*Problem description:* Extract the lines below exactly as they stand, beginning with the line containing "Expected behaviour: for each instance of the white collar" and ending with the line containing "Query: white collar", both included.

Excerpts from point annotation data
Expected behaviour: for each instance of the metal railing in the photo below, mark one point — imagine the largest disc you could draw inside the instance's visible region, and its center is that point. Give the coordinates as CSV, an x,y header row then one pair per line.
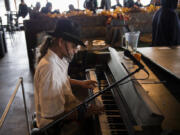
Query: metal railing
x,y
20,83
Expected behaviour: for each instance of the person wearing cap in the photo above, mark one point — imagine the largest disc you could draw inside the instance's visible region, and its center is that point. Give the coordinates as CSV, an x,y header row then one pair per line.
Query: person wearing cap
x,y
52,85
166,25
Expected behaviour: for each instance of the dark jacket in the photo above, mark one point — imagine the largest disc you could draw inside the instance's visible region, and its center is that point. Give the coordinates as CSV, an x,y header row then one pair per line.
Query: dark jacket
x,y
23,10
166,25
129,3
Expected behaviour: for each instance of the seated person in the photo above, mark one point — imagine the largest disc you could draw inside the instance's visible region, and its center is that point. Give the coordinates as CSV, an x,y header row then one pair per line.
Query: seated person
x,y
105,4
47,9
166,25
53,94
129,3
37,7
156,2
23,9
90,5
117,5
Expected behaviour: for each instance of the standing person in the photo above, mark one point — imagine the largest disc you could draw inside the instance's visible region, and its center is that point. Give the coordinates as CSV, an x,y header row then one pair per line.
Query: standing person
x,y
53,94
156,2
138,3
129,3
106,4
90,5
23,9
166,25
37,7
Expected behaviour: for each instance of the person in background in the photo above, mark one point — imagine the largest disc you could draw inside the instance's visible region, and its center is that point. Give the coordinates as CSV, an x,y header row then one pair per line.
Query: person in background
x,y
71,7
23,9
106,4
129,3
156,2
37,7
138,4
52,85
117,5
90,5
166,25
47,9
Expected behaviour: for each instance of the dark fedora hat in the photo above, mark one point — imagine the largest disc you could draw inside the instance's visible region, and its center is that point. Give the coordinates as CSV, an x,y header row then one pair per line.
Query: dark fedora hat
x,y
68,30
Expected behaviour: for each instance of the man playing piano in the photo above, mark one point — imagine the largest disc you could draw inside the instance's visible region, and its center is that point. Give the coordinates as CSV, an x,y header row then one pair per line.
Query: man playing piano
x,y
53,94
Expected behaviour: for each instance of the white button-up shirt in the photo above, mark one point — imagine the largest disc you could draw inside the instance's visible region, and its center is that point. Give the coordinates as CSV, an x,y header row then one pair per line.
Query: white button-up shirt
x,y
53,94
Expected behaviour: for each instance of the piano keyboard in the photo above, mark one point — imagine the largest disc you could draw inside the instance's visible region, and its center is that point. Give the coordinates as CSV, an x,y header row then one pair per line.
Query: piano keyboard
x,y
110,121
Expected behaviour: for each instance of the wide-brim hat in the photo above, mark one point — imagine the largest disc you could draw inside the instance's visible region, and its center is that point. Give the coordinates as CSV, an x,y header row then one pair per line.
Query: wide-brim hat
x,y
68,30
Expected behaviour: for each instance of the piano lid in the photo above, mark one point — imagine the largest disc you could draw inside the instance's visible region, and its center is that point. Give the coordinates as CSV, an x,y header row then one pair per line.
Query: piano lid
x,y
144,111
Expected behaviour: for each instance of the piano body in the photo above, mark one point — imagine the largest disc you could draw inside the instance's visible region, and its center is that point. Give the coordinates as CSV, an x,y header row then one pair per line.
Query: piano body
x,y
131,108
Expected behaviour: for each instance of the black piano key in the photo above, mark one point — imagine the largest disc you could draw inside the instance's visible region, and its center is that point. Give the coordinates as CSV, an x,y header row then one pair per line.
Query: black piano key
x,y
112,113
107,102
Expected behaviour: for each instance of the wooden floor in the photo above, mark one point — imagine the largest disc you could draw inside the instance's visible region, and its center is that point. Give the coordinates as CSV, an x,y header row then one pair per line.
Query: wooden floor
x,y
12,66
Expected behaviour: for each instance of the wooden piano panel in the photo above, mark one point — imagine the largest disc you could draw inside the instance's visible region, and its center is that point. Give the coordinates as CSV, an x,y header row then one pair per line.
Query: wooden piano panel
x,y
102,118
158,92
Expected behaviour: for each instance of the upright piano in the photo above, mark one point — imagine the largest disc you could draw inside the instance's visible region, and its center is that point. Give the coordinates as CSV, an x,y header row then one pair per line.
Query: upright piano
x,y
140,105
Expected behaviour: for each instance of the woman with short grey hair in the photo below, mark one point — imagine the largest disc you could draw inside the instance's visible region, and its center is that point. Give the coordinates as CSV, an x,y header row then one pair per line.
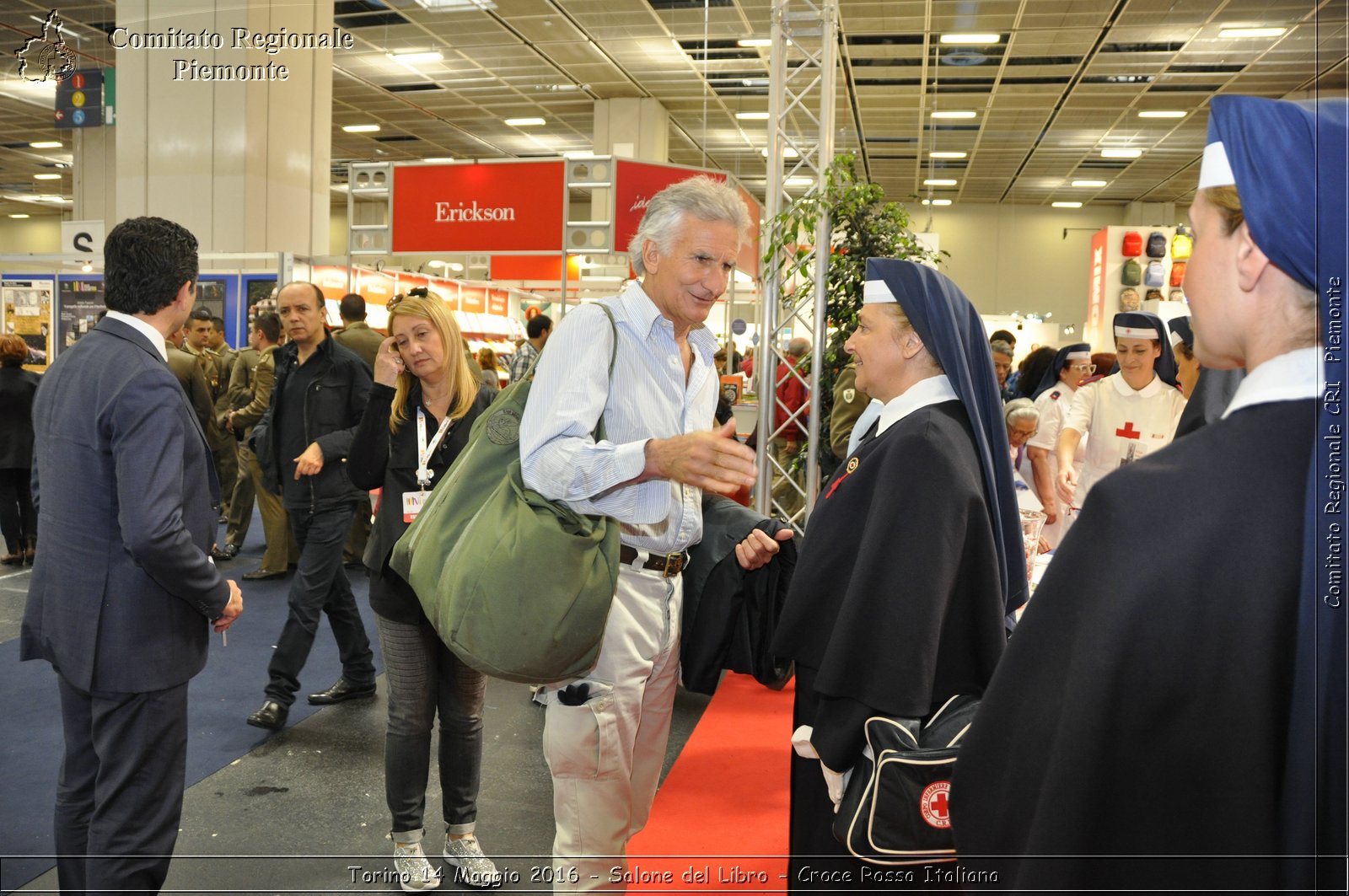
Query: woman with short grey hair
x,y
703,197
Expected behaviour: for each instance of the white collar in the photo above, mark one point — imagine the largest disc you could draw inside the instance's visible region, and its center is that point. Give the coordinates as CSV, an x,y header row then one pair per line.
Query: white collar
x,y
932,390
1147,392
155,338
1290,377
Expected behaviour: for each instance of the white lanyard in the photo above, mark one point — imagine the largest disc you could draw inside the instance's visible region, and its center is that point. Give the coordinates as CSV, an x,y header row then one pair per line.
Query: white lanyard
x,y
425,451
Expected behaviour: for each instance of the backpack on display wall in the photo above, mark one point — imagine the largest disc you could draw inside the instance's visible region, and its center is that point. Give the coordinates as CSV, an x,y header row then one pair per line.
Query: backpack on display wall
x,y
1155,276
1157,244
1180,243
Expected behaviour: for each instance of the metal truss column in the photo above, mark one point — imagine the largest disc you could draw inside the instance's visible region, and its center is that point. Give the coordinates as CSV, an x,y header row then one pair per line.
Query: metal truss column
x,y
370,208
803,67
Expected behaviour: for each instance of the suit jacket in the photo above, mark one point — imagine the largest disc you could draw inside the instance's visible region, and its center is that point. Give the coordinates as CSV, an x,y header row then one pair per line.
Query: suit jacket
x,y
17,390
125,483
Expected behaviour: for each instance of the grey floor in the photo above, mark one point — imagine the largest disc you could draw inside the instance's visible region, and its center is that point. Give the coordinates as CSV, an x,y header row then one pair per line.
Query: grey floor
x,y
305,811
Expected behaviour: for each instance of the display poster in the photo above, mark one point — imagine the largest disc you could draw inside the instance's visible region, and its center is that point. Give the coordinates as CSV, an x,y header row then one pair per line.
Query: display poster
x,y
26,311
211,294
78,303
472,300
260,290
499,207
1094,330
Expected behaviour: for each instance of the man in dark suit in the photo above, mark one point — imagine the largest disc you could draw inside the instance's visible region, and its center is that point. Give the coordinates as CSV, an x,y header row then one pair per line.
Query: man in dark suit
x,y
357,335
123,595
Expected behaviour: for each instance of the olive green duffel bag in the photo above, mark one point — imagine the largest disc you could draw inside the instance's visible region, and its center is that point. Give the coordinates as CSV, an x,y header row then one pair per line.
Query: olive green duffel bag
x,y
517,586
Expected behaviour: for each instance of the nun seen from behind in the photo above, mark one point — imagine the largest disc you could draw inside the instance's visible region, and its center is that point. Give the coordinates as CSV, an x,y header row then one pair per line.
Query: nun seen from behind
x,y
1126,415
1171,716
903,583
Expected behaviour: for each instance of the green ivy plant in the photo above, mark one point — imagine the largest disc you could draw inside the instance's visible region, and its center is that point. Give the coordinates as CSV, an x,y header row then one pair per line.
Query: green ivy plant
x,y
863,226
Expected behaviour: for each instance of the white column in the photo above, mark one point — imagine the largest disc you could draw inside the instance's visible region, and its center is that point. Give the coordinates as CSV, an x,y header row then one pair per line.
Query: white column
x,y
242,164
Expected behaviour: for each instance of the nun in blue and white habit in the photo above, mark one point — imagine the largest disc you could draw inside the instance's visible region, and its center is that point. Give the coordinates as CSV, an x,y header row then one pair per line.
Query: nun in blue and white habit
x,y
1171,710
914,552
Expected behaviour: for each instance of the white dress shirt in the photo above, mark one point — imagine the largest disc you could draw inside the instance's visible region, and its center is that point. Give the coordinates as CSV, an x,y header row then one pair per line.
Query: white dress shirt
x,y
648,399
932,390
1290,377
155,338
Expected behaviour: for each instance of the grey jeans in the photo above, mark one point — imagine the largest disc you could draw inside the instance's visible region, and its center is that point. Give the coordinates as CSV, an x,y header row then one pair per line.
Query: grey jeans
x,y
425,678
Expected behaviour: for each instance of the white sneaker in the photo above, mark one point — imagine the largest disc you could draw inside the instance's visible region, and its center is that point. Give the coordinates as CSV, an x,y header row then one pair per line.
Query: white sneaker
x,y
415,872
474,868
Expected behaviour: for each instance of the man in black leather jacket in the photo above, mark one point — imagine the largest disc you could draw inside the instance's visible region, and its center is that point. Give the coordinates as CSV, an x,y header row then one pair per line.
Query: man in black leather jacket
x,y
316,404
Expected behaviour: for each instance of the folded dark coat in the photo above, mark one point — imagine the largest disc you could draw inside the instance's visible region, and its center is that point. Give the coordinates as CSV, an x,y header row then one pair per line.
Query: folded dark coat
x,y
730,614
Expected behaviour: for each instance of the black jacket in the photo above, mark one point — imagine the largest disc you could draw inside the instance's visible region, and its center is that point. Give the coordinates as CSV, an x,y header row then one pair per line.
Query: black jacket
x,y
730,614
334,405
388,460
18,386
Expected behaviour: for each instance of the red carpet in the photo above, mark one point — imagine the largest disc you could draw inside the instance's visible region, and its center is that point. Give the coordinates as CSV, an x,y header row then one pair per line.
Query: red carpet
x,y
719,822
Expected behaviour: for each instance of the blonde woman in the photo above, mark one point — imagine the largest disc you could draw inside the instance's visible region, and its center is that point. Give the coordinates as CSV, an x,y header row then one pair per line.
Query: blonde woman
x,y
424,401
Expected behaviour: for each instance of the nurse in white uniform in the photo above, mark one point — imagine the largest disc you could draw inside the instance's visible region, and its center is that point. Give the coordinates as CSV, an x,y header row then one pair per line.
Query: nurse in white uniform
x,y
1126,415
1054,400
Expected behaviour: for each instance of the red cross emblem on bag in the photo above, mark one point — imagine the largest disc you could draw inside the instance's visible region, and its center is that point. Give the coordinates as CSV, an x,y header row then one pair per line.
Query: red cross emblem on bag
x,y
935,804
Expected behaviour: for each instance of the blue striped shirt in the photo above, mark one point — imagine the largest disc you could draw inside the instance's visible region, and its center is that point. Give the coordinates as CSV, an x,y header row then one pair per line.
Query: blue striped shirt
x,y
648,399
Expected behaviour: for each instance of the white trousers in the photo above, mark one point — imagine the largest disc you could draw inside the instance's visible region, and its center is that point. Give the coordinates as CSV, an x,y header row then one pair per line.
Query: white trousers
x,y
606,754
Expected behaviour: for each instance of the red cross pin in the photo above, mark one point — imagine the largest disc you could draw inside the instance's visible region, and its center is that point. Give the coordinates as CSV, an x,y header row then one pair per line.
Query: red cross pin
x,y
1128,432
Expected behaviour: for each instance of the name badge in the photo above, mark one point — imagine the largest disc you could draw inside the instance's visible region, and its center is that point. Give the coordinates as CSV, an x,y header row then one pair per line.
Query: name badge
x,y
413,502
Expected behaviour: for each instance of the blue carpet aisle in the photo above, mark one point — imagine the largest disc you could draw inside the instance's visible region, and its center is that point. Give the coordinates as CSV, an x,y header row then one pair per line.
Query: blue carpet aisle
x,y
220,698
297,811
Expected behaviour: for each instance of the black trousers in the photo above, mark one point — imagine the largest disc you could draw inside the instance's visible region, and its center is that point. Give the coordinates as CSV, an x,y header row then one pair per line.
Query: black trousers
x,y
119,795
18,517
320,586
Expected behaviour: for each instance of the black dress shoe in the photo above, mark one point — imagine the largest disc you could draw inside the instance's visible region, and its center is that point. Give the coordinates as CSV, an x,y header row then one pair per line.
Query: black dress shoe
x,y
343,689
270,716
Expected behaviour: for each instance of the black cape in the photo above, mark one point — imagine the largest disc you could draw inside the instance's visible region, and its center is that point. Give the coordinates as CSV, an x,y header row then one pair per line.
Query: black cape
x,y
1143,703
896,602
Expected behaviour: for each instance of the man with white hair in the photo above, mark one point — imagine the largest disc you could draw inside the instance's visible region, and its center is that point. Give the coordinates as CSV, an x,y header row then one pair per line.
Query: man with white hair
x,y
606,732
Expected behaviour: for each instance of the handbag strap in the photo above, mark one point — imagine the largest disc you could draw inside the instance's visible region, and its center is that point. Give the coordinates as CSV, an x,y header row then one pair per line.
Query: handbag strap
x,y
599,435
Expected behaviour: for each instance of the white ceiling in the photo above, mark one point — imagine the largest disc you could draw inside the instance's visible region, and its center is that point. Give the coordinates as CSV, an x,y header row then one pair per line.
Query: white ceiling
x,y
1067,78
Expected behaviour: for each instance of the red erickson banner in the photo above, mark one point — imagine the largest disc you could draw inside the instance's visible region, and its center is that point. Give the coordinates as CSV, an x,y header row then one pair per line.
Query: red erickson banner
x,y
503,207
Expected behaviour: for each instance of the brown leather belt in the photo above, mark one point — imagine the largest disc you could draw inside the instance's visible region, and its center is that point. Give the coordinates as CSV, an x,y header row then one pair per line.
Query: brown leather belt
x,y
669,564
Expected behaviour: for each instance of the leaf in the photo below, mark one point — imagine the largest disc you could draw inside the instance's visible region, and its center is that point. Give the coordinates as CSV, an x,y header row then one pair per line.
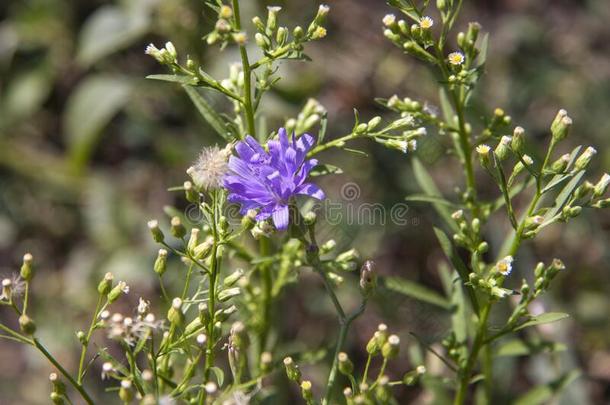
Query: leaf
x,y
417,291
483,50
220,375
112,28
517,347
323,125
427,184
548,317
89,109
458,265
324,169
446,107
432,199
208,113
182,79
542,394
564,195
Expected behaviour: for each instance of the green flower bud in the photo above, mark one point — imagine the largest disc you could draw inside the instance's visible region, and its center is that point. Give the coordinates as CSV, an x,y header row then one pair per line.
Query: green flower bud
x,y
58,386
266,362
368,278
104,287
125,392
390,349
27,325
292,370
485,155
561,125
177,229
161,262
56,398
258,23
561,164
156,232
518,140
306,391
27,268
115,293
175,314
345,364
602,186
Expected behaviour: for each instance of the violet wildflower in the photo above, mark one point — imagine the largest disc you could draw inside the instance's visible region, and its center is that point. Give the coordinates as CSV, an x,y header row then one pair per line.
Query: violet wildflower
x,y
266,181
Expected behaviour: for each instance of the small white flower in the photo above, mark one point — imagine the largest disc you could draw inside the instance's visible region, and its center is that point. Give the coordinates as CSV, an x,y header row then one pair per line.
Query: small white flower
x,y
456,58
483,149
210,168
426,22
389,20
505,266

*The response:*
Expected behaviour: for each instance of the white collar in the photo above, mark one point — imagine the largest disc you could draw inside the instance's visible region, and its center is that point. Give the coordinates as CSV, an x,y header row then one pair per line.
Query: white collar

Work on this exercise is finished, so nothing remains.